◆ Exercise goal: Reproduce, character for character, the stretch of the entries below from the line containing "Phrase: cloudy sky" through the final line, including both ends.

(Data records)

## BEGIN

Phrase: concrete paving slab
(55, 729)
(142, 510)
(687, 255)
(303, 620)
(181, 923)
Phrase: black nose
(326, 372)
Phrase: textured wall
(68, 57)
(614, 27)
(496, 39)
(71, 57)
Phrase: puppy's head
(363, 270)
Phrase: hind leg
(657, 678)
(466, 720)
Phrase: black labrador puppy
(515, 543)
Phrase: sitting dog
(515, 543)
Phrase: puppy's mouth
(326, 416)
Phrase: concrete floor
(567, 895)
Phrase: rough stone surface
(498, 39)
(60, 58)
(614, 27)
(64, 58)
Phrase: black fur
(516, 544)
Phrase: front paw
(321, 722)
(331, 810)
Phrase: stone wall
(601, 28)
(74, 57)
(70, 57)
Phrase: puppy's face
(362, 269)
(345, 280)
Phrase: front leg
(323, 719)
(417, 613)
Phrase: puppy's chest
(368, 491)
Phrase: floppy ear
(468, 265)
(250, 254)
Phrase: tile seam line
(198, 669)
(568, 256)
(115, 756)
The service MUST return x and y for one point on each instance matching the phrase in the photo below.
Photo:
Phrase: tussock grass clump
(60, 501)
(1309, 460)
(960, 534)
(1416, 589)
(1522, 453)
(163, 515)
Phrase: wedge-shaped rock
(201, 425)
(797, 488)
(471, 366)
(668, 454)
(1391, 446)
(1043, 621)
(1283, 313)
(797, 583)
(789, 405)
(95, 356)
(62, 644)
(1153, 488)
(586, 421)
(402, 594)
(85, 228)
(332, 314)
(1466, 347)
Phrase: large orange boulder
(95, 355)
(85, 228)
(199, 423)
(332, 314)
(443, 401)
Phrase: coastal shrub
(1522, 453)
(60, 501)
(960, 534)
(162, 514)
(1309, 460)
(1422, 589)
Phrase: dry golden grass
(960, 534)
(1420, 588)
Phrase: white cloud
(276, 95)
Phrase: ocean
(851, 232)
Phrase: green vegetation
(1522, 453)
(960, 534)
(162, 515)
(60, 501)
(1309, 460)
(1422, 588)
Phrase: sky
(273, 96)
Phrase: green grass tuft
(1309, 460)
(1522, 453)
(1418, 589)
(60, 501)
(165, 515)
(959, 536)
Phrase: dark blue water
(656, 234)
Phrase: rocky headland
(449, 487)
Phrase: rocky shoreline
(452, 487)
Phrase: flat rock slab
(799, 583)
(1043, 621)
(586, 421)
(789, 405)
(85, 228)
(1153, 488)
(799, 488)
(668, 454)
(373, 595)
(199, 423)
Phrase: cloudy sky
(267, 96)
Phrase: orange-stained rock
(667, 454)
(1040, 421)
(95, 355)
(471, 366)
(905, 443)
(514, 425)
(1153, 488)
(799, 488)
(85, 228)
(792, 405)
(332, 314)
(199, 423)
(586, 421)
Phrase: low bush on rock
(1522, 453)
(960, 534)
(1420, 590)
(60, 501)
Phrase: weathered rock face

## END

◆ Expected answer:
Phrase: cloudy sky
(267, 96)
Phrase: orange-stained rock
(667, 454)
(1040, 421)
(95, 355)
(471, 366)
(905, 443)
(514, 425)
(1153, 488)
(799, 488)
(85, 228)
(792, 405)
(332, 314)
(199, 423)
(586, 421)
Phrase: low bush on rock
(1522, 453)
(960, 534)
(1420, 590)
(60, 501)
Phrase: weathered rock face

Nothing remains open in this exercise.